▸ Recorded information:
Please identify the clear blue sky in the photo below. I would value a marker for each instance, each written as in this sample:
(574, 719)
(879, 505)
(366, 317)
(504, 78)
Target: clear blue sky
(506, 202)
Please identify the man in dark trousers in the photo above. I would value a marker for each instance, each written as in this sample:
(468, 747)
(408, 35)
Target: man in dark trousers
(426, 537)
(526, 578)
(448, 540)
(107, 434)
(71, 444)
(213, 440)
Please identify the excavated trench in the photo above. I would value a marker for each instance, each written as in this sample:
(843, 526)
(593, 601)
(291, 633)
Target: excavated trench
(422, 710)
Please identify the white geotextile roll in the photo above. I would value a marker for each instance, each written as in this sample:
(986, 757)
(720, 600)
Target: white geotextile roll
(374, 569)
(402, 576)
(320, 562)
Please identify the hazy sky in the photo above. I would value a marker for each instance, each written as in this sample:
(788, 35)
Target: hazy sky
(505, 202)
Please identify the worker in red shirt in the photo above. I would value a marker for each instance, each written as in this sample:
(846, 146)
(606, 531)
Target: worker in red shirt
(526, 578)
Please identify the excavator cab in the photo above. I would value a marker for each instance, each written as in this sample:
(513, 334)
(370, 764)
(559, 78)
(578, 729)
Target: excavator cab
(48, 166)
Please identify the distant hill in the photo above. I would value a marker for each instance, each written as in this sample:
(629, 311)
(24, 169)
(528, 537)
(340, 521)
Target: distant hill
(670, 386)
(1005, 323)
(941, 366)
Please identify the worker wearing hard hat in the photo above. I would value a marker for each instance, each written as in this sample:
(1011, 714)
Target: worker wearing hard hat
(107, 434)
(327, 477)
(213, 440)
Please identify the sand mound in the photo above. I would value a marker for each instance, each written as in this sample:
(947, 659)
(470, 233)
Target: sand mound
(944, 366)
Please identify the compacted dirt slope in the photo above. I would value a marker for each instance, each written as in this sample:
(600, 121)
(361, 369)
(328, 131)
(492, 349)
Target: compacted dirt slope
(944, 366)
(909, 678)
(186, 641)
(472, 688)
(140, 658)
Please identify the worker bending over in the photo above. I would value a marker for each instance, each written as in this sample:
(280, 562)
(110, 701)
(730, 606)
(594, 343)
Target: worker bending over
...
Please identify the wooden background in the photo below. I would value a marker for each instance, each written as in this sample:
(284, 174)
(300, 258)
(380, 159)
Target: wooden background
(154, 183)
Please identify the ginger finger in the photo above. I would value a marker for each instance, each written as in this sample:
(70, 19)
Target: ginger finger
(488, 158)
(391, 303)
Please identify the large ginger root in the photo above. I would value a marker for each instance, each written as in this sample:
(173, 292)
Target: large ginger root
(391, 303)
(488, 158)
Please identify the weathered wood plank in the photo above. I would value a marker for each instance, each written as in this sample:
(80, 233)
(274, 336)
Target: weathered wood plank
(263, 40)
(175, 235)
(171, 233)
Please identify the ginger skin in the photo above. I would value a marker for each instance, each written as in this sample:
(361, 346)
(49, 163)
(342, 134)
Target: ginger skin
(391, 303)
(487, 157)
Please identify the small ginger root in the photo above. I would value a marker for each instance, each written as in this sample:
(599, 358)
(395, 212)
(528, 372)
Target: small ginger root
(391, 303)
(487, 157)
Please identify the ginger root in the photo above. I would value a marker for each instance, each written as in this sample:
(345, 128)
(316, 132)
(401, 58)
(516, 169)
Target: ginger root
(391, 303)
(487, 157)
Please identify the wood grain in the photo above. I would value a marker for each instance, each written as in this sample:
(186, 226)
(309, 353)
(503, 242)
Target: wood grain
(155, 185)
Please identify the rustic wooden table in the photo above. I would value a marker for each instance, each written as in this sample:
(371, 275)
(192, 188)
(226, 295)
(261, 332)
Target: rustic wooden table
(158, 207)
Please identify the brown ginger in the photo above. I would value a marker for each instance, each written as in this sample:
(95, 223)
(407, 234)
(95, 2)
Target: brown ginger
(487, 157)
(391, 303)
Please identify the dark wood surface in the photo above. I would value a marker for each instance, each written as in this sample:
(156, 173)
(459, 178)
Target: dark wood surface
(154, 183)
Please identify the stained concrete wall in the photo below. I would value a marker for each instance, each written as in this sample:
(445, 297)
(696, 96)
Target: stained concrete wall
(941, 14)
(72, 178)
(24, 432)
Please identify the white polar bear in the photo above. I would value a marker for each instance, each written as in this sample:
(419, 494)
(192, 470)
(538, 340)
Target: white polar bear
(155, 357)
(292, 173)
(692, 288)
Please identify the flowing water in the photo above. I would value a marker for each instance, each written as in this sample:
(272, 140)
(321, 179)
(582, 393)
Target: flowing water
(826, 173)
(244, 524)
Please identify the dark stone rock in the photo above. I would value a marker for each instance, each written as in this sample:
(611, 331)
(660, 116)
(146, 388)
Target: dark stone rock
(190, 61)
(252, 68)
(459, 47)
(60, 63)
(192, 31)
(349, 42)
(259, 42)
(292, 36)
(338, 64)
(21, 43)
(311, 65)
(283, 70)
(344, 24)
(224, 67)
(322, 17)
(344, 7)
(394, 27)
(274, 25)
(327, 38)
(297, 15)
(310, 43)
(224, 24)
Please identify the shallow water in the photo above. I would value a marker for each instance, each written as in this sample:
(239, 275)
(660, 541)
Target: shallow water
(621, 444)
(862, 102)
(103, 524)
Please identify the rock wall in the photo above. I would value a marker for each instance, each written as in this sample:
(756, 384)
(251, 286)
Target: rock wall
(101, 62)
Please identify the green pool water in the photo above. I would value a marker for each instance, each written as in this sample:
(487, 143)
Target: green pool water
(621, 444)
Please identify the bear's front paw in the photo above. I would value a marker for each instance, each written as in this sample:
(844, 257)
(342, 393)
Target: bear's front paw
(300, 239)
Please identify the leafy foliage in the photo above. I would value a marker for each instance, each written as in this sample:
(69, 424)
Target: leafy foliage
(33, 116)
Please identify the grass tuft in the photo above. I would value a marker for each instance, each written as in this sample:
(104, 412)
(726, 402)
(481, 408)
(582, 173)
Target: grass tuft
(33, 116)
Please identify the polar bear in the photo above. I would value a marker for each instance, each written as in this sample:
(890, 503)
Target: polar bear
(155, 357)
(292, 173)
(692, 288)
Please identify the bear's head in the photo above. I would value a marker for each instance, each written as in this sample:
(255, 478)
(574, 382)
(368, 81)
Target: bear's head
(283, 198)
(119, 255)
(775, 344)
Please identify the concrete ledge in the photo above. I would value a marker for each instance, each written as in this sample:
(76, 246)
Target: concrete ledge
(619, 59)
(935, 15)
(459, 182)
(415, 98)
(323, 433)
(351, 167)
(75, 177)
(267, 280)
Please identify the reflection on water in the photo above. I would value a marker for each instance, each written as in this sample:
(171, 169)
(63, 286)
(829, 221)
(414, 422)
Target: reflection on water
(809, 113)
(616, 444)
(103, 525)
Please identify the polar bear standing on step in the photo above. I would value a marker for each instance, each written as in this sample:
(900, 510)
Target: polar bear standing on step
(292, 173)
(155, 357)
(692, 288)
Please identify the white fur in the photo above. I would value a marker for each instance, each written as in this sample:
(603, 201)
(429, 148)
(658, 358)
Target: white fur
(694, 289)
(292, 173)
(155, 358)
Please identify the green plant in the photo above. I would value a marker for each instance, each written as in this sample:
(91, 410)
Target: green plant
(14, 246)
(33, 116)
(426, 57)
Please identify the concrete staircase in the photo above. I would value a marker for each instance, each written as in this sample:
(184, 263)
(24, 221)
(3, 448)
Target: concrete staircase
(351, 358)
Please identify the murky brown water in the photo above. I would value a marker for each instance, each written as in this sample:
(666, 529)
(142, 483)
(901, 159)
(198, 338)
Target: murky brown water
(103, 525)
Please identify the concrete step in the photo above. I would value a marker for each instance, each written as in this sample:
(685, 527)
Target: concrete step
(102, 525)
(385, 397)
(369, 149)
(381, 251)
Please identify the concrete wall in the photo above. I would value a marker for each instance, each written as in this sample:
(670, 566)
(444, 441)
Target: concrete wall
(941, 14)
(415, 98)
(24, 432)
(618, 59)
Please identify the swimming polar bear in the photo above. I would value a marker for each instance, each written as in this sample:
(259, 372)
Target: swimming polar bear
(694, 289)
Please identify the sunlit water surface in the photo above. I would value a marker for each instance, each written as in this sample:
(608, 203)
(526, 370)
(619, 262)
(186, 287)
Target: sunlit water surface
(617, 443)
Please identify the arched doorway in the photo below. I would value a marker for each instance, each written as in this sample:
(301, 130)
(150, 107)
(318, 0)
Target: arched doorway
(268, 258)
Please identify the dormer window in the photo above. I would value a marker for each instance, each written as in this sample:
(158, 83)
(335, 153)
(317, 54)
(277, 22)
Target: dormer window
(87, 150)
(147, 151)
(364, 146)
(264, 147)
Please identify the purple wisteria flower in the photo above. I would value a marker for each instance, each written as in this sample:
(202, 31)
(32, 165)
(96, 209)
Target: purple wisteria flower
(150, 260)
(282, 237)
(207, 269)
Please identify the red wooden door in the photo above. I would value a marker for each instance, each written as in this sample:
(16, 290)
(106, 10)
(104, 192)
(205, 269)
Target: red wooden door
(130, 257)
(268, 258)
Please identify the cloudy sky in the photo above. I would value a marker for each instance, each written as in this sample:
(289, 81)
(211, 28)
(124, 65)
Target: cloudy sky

▸ To be done:
Begin at the line of the listing that has "Please identify the worker wearing" and stop after the line that has "Target: worker bending over". Write those lines out again, switching "worker" to "laborer" and leaving everything else unchanged.

▸ Reply to the exercise:
Please identify the laborer wearing hard hat in the photo above. I would value a marker for each instance, each written as in this sample:
(1011, 714)
Target: laborer wearing hard hat
(107, 434)
(327, 477)
(213, 440)
Please identify the sand mound in the photo above. I would value a marker for each instance, each written as in this sample:
(947, 659)
(470, 233)
Target: sand mound
(944, 366)
Please identify the compacted dirt slope in the photo above. I would value a marker for each instance, each written as in this sample:
(600, 121)
(361, 369)
(328, 131)
(492, 349)
Target: compacted dirt slope
(944, 366)
(909, 678)
(186, 641)
(472, 688)
(140, 658)
Please identify the laborer bending over in the photo above. I would value a marker for each instance, each written as in this sample:
(280, 562)
(110, 701)
(730, 606)
(594, 343)
Target: laborer bending over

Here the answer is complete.